• **Short exercise**: Repeat the records below exactly.

• **Stored rows**:
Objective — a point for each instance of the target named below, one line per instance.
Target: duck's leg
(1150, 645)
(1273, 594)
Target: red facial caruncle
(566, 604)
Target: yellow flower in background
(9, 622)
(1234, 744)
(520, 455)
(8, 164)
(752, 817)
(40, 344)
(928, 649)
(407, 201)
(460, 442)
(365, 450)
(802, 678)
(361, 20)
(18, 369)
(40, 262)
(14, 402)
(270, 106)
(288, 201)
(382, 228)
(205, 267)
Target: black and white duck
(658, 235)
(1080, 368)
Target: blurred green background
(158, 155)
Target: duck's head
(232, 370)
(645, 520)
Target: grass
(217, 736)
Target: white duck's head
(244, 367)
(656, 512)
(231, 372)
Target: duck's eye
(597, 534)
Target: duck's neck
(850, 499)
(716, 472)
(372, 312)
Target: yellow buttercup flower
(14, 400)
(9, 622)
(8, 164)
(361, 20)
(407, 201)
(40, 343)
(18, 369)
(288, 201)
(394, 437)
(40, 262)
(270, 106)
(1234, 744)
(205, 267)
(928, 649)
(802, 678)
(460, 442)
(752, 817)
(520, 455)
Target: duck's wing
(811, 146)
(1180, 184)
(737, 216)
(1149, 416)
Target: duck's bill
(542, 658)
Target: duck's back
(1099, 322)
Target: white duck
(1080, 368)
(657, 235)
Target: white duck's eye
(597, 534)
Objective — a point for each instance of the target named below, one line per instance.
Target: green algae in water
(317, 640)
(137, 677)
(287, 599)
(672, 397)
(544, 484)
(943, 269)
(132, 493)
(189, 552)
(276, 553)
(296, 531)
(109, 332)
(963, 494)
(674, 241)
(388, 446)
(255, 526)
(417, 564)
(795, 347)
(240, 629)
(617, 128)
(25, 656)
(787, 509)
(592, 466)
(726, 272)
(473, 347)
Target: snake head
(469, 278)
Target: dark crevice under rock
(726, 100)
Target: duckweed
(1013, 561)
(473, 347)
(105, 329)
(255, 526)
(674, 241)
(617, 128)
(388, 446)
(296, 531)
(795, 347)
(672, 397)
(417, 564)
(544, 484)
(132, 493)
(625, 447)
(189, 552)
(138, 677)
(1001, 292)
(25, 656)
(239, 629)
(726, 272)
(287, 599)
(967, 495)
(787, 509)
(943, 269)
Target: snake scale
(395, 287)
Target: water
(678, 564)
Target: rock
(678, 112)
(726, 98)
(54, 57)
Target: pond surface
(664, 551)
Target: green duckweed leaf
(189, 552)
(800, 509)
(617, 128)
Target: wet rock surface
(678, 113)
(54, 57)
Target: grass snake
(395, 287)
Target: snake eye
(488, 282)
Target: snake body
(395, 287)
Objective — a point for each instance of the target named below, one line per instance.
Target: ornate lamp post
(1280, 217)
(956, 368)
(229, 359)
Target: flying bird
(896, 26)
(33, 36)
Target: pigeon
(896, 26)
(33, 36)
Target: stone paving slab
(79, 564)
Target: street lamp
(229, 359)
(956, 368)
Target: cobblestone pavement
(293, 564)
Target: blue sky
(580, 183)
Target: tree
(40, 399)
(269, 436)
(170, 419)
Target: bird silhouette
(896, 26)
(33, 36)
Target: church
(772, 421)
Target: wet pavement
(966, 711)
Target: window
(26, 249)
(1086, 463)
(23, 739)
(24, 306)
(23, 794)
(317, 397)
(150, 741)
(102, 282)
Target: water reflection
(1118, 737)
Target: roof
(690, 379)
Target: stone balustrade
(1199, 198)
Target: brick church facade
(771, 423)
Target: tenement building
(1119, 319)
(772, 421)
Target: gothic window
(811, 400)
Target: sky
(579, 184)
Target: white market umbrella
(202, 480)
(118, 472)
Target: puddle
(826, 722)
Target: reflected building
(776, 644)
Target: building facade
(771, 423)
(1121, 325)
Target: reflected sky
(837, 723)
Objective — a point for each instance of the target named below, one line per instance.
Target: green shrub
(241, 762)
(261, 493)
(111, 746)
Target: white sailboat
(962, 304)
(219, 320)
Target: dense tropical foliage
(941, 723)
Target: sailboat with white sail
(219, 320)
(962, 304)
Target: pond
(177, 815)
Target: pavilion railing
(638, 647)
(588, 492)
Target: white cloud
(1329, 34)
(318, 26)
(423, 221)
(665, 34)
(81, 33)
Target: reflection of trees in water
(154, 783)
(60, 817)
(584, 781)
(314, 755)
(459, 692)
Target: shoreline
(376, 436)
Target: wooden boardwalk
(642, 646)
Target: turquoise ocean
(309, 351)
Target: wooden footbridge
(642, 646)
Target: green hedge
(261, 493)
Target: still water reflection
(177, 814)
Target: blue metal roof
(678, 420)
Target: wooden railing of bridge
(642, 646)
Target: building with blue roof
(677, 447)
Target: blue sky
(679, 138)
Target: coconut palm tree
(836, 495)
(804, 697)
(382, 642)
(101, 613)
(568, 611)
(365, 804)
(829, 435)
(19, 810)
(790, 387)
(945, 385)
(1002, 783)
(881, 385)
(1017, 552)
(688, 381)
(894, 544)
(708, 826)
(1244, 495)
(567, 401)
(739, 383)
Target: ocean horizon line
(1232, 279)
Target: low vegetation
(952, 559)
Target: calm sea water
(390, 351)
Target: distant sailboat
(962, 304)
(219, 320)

• **Full output**:
Objective — a point for each instance of the target named below, one line per instance.
Target: duck's leg
(1150, 645)
(1273, 594)
Target: red facial caruncle
(566, 604)
Target: yellow flower in background
(9, 622)
(1234, 744)
(520, 455)
(8, 164)
(752, 817)
(40, 344)
(928, 649)
(407, 201)
(460, 442)
(365, 450)
(802, 678)
(361, 20)
(18, 369)
(40, 262)
(14, 402)
(270, 106)
(288, 201)
(382, 228)
(205, 267)
Target: black and white duck
(658, 235)
(1080, 368)
Target: blurred green background
(158, 155)
Target: duck's head
(232, 370)
(645, 520)
Target: grass
(217, 736)
Target: white duck's head
(244, 367)
(656, 512)
(231, 372)
Target: duck's eye
(597, 534)
Target: duck's neck
(850, 499)
(716, 472)
(372, 312)
Target: yellow buttercup flower
(14, 400)
(9, 622)
(8, 164)
(361, 20)
(407, 201)
(40, 343)
(18, 369)
(288, 201)
(394, 437)
(40, 262)
(270, 106)
(1234, 744)
(205, 267)
(928, 649)
(802, 678)
(460, 442)
(752, 817)
(520, 455)
Target: duck's wing
(811, 146)
(1180, 184)
(737, 216)
(1149, 416)
Target: duck's bill
(542, 658)
Target: duck's back
(1099, 322)
Target: white duck
(1080, 368)
(657, 235)
Target: white duck's eye
(597, 534)
Objective — a point for each instance of the target named below, one line per instance.
Target: green algae in water
(317, 640)
(137, 677)
(287, 599)
(672, 397)
(544, 484)
(943, 269)
(132, 493)
(189, 552)
(276, 553)
(296, 531)
(109, 332)
(963, 494)
(674, 241)
(388, 446)
(255, 526)
(417, 564)
(795, 347)
(240, 629)
(617, 128)
(25, 656)
(787, 509)
(592, 466)
(726, 272)
(473, 347)
Target: snake head
(469, 278)
Target: dark crevice under rock
(726, 100)
Target: duckweed
(1013, 561)
(473, 347)
(105, 329)
(255, 526)
(674, 241)
(617, 128)
(388, 446)
(296, 531)
(795, 347)
(672, 397)
(417, 564)
(544, 484)
(132, 493)
(625, 447)
(189, 552)
(138, 677)
(1001, 292)
(25, 656)
(239, 629)
(726, 272)
(287, 599)
(967, 495)
(787, 509)
(943, 269)
Target: snake scale
(395, 287)
Target: water
(678, 564)
Target: rock
(678, 112)
(726, 98)
(54, 57)
Target: pond surface
(664, 551)
Target: green duckweed leaf
(189, 552)
(800, 509)
(617, 128)
Target: wet rock surface
(678, 113)
(54, 57)
Target: grass snake
(395, 287)
Target: snake eye
(488, 282)
Target: snake body
(395, 287)
Objective — a point for each instance of the target named below, one line per instance.
Target: ornate lamp post
(1280, 217)
(956, 368)
(229, 359)
Target: flying bird
(896, 26)
(33, 36)
Target: pigeon
(896, 26)
(33, 36)
Target: stone paving slab
(79, 564)
Target: street lamp
(229, 359)
(956, 368)
Target: cobblestone pavement
(293, 564)
Target: blue sky
(580, 183)
Target: tree
(40, 399)
(269, 436)
(170, 419)
Target: bird silhouette
(896, 26)
(33, 36)
Target: church
(772, 421)
Target: wet pavement
(966, 711)
Target: window
(26, 249)
(1086, 463)
(23, 739)
(24, 306)
(23, 794)
(317, 397)
(150, 741)
(102, 282)
Target: water reflection
(1118, 737)
Target: roof
(690, 379)
Target: stone balustrade
(1199, 198)
Target: brick church facade
(771, 423)
Target: tenement building
(1119, 319)
(772, 421)
Target: gothic window
(811, 400)
Target: sky
(579, 184)
Target: white market umbrella
(202, 480)
(118, 472)
Target: puddle
(826, 722)
Target: reflected building
(776, 644)
Target: building facade
(771, 423)
(1121, 325)
Target: reflected sky
(837, 723)
Objective — a point for each instance of the target named below, one line per instance.
Target: green shrub
(241, 762)
(261, 493)
(111, 746)
Target: white sailboat
(962, 304)
(219, 320)
Target: dense tropical foliage
(941, 723)
Target: sailboat with white sail
(219, 320)
(962, 304)
Target: pond
(177, 815)
Target: pavilion railing
(638, 647)
(588, 492)
Target: white cloud
(1329, 34)
(318, 26)
(423, 221)
(665, 34)
(81, 33)
Target: reflection of trees in water
(154, 783)
(60, 817)
(584, 781)
(314, 755)
(459, 692)
Target: shoreline
(376, 436)
Target: wooden boardwalk
(642, 646)
Target: turquoise ocean
(309, 351)
Target: wooden footbridge
(642, 646)
Target: green hedge
(261, 493)
Target: still water reflection
(177, 814)
Target: blue metal roof
(678, 420)
Target: wooden railing of bridge
(642, 646)
Target: building with blue roof
(677, 447)
Target: blue sky
(679, 138)
Target: coconut palm tree
(836, 495)
(804, 697)
(382, 642)
(101, 613)
(568, 611)
(365, 804)
(829, 435)
(19, 810)
(790, 387)
(945, 385)
(1002, 783)
(881, 385)
(1017, 552)
(688, 381)
(894, 544)
(708, 826)
(1244, 495)
(567, 401)
(739, 383)
Target: ocean horizon line
(1232, 279)
Target: low vegetation
(952, 559)
Target: calm sea water
(390, 351)
Target: distant sailboat
(962, 304)
(219, 320)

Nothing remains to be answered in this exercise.